(RECORDS FOR THIS TASK)
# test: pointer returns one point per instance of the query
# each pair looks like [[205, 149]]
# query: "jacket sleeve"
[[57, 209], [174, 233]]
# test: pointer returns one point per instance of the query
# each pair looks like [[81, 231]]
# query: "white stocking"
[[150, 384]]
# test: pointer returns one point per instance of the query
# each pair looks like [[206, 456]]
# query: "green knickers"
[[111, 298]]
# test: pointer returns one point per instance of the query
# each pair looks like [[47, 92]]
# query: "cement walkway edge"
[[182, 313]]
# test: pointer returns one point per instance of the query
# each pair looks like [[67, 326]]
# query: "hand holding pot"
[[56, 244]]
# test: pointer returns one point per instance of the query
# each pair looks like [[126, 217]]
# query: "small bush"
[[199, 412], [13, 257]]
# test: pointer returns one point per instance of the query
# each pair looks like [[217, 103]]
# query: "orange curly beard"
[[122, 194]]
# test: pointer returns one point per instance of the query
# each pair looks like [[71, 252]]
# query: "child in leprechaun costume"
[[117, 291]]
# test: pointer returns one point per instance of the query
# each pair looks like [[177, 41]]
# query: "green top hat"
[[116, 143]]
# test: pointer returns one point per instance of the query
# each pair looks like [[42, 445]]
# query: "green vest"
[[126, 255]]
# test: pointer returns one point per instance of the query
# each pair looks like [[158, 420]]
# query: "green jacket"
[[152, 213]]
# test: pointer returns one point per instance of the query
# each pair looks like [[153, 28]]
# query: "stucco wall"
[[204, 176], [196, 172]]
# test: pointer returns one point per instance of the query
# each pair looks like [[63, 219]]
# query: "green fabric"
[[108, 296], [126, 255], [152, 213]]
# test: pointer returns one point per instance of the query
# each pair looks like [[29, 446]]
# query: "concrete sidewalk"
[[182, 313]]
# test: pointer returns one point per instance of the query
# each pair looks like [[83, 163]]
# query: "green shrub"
(End RECORDS FOR THIS TASK)
▸ DIRECTIONS FOR THIS TASK
Print all of the records, leaving each one exactly as it appears above.

▸ SOLUTION TO THE PROBLEM
# test: pointer returns one point per instance of the query
# each pair looks like [[205, 149]]
# query: "jacket sleeve"
[[57, 209], [174, 233]]
# test: pointer returns one point per instance of the query
# each pair looks like [[81, 231]]
# query: "white stocking"
[[150, 384]]
# test: pointer returns one point per instance of the query
# each pair looks like [[206, 456]]
# query: "green knickers"
[[111, 298]]
# test: pointer returns one point per instance of the query
# each pair looks like [[47, 92]]
# query: "cement walkway edge"
[[182, 313]]
# test: pointer returns one point per instance of the query
# each pair looks like [[67, 326]]
# query: "hand holding pot"
[[56, 244]]
# test: pointer returns one point per instance of the query
# each pair looks like [[126, 217]]
# query: "small bush"
[[199, 412], [13, 257]]
# test: pointer returns one point per instance of the query
# each pair looks like [[217, 103]]
# query: "orange curly beard"
[[122, 194]]
# test: pointer returns one point per instance of the query
# each pair looks like [[71, 252]]
# query: "child in leprechaun costume"
[[117, 291]]
# test: pointer returns one point per instance of the query
# each pair looks like [[177, 41]]
# query: "green top hat"
[[116, 143]]
# test: pointer returns one point per instance of the query
# each pair looks like [[42, 445]]
# query: "green vest"
[[126, 255]]
# test: pointer returns one point per instance of the query
# each pair looks like [[158, 420]]
# query: "green jacket"
[[152, 213]]
# test: pointer returns one point per instance of the query
# each pair looks like [[153, 28]]
# query: "stucco wall"
[[204, 176], [196, 172]]
# test: pointer returns one point per instance of the query
# each pair looks like [[63, 219]]
# query: "green fabric"
[[108, 296], [126, 255], [152, 213]]
# test: pointer returns one point per instance of the query
# each pair looks like [[29, 446]]
# query: "concrete sidewalk"
[[182, 313]]
# test: pointer returns one point per instance of the query
# each pair looks like [[83, 163]]
# query: "green shrub"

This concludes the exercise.